# START OF Entries

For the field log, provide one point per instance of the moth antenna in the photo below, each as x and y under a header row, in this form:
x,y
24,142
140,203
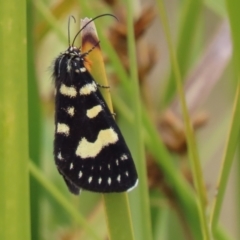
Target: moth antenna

# END OF Entries

Objective ▸ Copy out each line of the records above word for word, leaving out the pictures.

Answer for the task ▸
For the field log, provide one point per instance of the moth antenna in the photo below, each as x and y under a header row, in this form:
x,y
24,142
140,203
Target: moth antenna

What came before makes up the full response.